Exercise directions:
Copy all records verbatim.

Extracted data entries:
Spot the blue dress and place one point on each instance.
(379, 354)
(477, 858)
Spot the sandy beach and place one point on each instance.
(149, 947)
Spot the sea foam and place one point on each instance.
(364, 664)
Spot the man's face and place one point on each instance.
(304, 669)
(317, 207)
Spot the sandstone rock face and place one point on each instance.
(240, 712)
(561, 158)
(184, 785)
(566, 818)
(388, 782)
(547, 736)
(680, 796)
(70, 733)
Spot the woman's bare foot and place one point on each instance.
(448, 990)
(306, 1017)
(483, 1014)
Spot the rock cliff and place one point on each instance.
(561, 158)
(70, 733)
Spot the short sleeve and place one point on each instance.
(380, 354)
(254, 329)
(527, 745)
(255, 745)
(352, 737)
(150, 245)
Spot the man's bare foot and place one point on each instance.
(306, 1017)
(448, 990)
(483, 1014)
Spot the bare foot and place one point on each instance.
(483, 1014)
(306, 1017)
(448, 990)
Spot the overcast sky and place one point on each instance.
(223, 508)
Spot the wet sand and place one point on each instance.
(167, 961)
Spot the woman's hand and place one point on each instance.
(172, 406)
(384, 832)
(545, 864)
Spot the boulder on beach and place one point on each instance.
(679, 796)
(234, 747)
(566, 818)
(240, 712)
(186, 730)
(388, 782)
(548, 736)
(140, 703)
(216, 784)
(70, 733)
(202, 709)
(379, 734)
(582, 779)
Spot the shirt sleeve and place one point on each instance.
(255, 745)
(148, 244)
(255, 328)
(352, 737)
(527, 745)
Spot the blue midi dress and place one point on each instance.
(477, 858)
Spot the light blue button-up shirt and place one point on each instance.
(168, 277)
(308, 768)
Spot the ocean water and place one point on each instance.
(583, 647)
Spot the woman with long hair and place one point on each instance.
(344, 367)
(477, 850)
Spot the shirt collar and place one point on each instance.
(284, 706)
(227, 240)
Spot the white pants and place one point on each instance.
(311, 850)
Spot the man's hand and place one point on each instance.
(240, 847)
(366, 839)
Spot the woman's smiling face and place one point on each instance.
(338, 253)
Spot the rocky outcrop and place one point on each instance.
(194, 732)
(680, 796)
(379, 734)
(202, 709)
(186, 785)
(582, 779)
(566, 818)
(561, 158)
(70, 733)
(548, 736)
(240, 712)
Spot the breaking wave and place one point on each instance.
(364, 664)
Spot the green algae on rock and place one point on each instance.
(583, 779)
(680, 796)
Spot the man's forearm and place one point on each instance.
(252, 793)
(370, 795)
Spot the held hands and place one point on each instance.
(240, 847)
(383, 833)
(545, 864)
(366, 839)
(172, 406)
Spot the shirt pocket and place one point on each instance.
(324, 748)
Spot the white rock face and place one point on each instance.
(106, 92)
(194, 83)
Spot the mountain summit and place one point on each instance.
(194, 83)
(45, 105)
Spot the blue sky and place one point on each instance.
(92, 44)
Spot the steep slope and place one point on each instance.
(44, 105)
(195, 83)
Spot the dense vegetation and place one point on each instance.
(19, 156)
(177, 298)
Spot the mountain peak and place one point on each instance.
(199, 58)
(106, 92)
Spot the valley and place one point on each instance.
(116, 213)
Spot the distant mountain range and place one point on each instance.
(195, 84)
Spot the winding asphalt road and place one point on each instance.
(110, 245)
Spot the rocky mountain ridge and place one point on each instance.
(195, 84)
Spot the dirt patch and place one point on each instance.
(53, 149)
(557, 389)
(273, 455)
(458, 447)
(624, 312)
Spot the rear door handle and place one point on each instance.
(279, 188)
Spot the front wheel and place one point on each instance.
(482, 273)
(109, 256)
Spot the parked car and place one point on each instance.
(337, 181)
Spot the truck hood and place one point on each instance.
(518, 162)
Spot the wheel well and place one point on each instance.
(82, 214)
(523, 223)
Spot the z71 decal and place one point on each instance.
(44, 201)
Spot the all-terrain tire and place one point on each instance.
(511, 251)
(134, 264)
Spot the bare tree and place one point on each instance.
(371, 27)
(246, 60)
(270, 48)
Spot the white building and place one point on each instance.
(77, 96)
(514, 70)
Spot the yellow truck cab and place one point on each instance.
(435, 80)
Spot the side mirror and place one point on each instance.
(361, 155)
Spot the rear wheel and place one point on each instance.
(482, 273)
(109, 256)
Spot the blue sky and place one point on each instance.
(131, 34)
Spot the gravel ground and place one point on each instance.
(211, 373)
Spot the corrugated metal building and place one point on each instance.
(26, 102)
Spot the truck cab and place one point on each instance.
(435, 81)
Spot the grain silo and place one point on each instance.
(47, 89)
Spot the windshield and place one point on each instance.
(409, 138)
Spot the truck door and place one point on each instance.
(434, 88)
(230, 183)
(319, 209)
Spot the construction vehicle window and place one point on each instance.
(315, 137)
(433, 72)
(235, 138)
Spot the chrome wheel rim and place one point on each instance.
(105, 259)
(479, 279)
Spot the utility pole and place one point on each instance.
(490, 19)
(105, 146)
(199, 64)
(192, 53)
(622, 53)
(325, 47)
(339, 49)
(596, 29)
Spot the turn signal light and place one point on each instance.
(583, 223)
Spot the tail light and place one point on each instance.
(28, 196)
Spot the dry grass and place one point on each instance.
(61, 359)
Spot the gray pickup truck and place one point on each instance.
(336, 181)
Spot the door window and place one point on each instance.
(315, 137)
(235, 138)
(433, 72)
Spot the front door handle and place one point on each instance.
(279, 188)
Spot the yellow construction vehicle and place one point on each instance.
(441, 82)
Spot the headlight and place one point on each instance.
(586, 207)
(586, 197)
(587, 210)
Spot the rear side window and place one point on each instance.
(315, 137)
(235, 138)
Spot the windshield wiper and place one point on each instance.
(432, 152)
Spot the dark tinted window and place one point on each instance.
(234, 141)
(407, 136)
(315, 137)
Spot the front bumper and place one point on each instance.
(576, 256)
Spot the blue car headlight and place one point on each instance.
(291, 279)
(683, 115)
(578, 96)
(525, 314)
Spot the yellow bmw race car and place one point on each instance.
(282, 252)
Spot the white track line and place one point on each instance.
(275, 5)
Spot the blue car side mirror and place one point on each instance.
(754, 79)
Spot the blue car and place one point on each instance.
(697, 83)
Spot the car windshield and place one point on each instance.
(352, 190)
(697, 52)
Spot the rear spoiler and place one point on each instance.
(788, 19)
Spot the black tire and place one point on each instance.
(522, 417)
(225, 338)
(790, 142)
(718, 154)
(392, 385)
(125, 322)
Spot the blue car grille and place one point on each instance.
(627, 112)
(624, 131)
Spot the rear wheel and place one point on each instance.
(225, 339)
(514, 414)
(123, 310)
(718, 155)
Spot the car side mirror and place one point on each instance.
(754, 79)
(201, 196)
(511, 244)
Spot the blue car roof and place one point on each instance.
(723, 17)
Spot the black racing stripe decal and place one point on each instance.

Task result:
Spot the blue dress and place one point on each instance.
(379, 354)
(477, 858)
Spot the sandy beach and place one point on each instance.
(149, 947)
Spot the sea foam and place one point on each instance.
(364, 664)
Spot the man's face and place one point on each instance.
(304, 669)
(317, 207)
Spot the sandstone rock face and place one point on each instance.
(240, 712)
(561, 158)
(184, 785)
(566, 818)
(388, 782)
(547, 736)
(680, 796)
(70, 733)
Spot the woman's bare foot and place one point on each instance.
(448, 990)
(306, 1017)
(483, 1014)
Spot the rock cliff and place one point on each instance.
(561, 158)
(70, 733)
Spot the short sleeve and place one point on each instance.
(380, 354)
(254, 329)
(527, 745)
(255, 745)
(352, 737)
(150, 245)
Spot the man's bare foot and place one point on each instance.
(306, 1017)
(448, 990)
(483, 1014)
Spot the bare foot and place one point on each instance.
(483, 1014)
(306, 1017)
(448, 990)
Spot the overcast sky and place one point on each instance.
(223, 508)
Spot the wet sand and place one point on each instance.
(167, 961)
Spot the woman's hand and place one point on each instance.
(172, 406)
(384, 832)
(545, 864)
Spot the boulder on beach and place one point on each instance.
(679, 796)
(234, 747)
(566, 818)
(240, 712)
(186, 730)
(388, 782)
(548, 736)
(140, 703)
(216, 784)
(70, 733)
(202, 709)
(379, 734)
(582, 779)
Spot the shirt sleeve and place one point on each instance.
(255, 745)
(148, 244)
(255, 328)
(352, 737)
(527, 745)
Spot the blue midi dress and place one point on each instance.
(477, 858)
Spot the light blue button-up shirt and place one point on each instance.
(168, 277)
(308, 768)
Spot the ocean water and place one point on each instance.
(583, 647)
Spot the woman with long hair and place one point on each instance.
(344, 367)
(477, 850)
Spot the shirt collar and place one point on each instance.
(284, 706)
(227, 240)
Spot the white pants and place one point on each instance.
(311, 850)
Spot the man's hand and place one point on each instance.
(240, 847)
(366, 839)
Spot the woman's smiling face and place one point on each instance.
(338, 253)
Spot the rocky outcrop and place one point on each instance.
(194, 732)
(680, 796)
(379, 734)
(202, 709)
(186, 785)
(582, 779)
(566, 818)
(561, 158)
(70, 733)
(548, 736)
(240, 712)
Spot the breaking wave and place one point on each instance.
(364, 664)
Spot the green algae on rock and place one point on each instance.
(583, 779)
(680, 796)
Spot the man's forearm and place one point on each instance.
(252, 793)
(370, 795)
Spot the held hands and place one point on each instance.
(240, 847)
(383, 833)
(545, 864)
(366, 839)
(172, 406)
Spot the shirt pocket and place one point on each instance.
(324, 748)
Spot the white rock face and place one point on each instance.
(106, 92)
(194, 83)
Spot the mountain summit and place one point on each instance.
(194, 83)
(45, 105)
Spot the blue sky and place one point on each instance.
(92, 44)
Spot the steep slope and place one point on each instance.
(44, 105)
(195, 83)
Spot the dense vegetation and place one point on each instance.
(19, 156)
(177, 298)
Spot the mountain peak and place one point on each instance.
(199, 58)
(106, 92)
Spot the valley and place one point on each instance.
(116, 213)
Spot the distant mountain range and place one point on each instance.
(195, 84)
Spot the winding asphalt road and place one point on each instance.
(110, 245)
Spot the rocky mountain ridge and place one point on each instance.
(195, 84)
Spot the dirt patch and place one point on each instance.
(53, 149)
(557, 389)
(273, 455)
(458, 447)
(624, 312)
Spot the rear door handle and place one point on each instance.
(279, 188)
Spot the front wheel and place one point on each instance.
(482, 273)
(109, 256)
Spot the parked car and place one point on each instance.
(337, 181)
Spot the truck hood and place one point on each instance.
(518, 162)
Spot the wheel well and place one point on each instance.
(82, 214)
(523, 223)
Spot the z71 decal and place one point on each instance.
(44, 201)
Spot the all-terrain tire and place one point on each instance.
(511, 251)
(134, 264)
Spot the bare tree and place one point on each instance.
(371, 27)
(246, 60)
(270, 48)
Spot the white building and place one point on each instance.
(77, 96)
(514, 70)
Spot the yellow truck cab and place one point on each instance.
(435, 80)
Spot the side mirror and place one point on each instance.
(361, 155)
Spot the rear wheel and place one point on each instance.
(482, 273)
(109, 256)
Spot the blue sky and place one point on each instance.
(131, 34)
Spot the gravel ground and place one point on each instance.
(211, 373)
Spot the corrugated metal building and place one point on each instance.
(26, 102)
Spot the truck cab and place one point on each instance.
(435, 81)
Spot the grain silo and place one point on each instance.
(47, 89)
Spot the windshield and place one point on each instance.
(409, 138)
Spot the truck door and place one point on each instance.
(434, 88)
(230, 183)
(319, 209)
Spot the construction vehicle window and place one point on each instance.
(315, 137)
(433, 72)
(235, 138)
Spot the chrome wheel rim and place one point on each instance.
(105, 259)
(479, 279)
Spot the utility pole and place one point on each instance.
(490, 19)
(105, 146)
(199, 64)
(192, 53)
(622, 53)
(325, 47)
(339, 49)
(596, 29)
Spot the turn signal light and place one point on each instance.
(583, 223)
Spot the tail light and place one point on each instance.
(28, 196)
Spot the dry grass and place one point on each instance.
(61, 359)
Spot the gray pickup truck and place one point on each instance.
(336, 181)
Spot the door window and place one point on each instance.
(315, 137)
(235, 138)
(433, 72)
Spot the front door handle and place one point on each instance.
(279, 188)
Spot the yellow construction vehicle and place one point on each instance.
(441, 82)
Spot the headlight and place one point on each instance.
(586, 207)
(586, 197)
(587, 210)
Spot the rear side window and place one point on each instance.
(315, 137)
(235, 138)
Spot the windshield wiper and place one point on each instance.
(432, 152)
Spot the dark tinted window and place one point on each instance.
(234, 141)
(407, 136)
(315, 137)
Spot the front bumper and place one point on each instance.
(576, 256)
Spot the blue car headlight and place one point on each instance.
(291, 279)
(683, 115)
(578, 96)
(525, 314)
Spot the yellow bmw race car and place one point on each instance.
(282, 252)
Spot the white track line and place one point on each instance.
(275, 5)
Spot the blue car side mirror and place one point on each instance.
(754, 79)
Spot the blue car and place one point on each instance.
(697, 83)
Spot the car windshield and place one point on each instance.
(352, 190)
(697, 52)
Spot the rear spoiler and place one point on each instance.
(788, 19)
Spot the black tire and place one point on each instance.
(522, 417)
(225, 338)
(790, 142)
(718, 154)
(392, 385)
(125, 322)
Spot the blue car grille and place one point on each instance.
(627, 112)
(624, 131)
Spot the rear wheel and place one point on each instance.
(225, 339)
(514, 414)
(123, 310)
(718, 155)
Spot the car side mirror and place one point on each instance.
(754, 79)
(201, 196)
(511, 244)
Spot the blue car roof and place one point on each instance.
(723, 17)
Spot the black racing stripe decal and place one point on each instance.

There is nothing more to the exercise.